:: The request ::
Edit the listing below by replacing every occurrence of "point-based localization" with "point-based detection" and leaving all other text unchanged. Leave the pictures out of your answer.

[Coordinate annotation entries]
============================================================

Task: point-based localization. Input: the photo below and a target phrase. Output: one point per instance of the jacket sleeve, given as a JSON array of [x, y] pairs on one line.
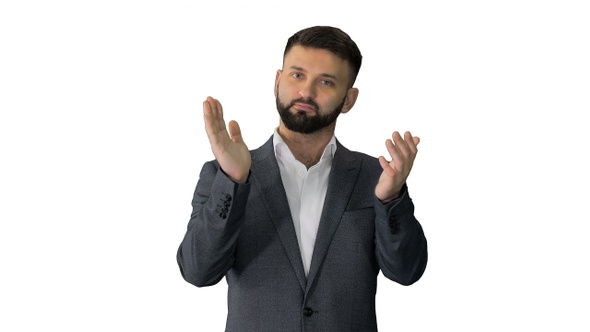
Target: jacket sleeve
[[400, 244], [207, 250]]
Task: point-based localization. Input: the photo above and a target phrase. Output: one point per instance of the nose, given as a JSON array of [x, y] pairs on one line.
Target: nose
[[307, 90]]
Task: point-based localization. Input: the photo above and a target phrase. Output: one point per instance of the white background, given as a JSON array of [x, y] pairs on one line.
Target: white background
[[102, 140]]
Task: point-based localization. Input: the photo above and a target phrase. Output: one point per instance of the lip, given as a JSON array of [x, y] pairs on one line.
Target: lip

============================================================

:: Written solution ::
Task: point-based detection. Input: the photo below and a target phrase. Output: one point per instance of the jacket sleeve, given as a JSON array of [x, y] pairs on one line.
Target: jacket sleeve
[[400, 244], [207, 250]]
Task: point-based detection. Input: the photo above and a target phrase. Output: one point per instance of the nose, given as a JSON array of [x, y] pairs on one line.
Target: nose
[[307, 90]]
Task: point-based detection. Input: the photo above and a target phrase. Output: one point per instance of the white background, given as a JSON array of [x, y] pairs on one line.
Target: white background
[[102, 140]]
Task: point-based detection. Input: the photo above and a target phrase. Output: one point per instance of the lip, given as a JSON array of [x, y] pairs on one line.
Target: lip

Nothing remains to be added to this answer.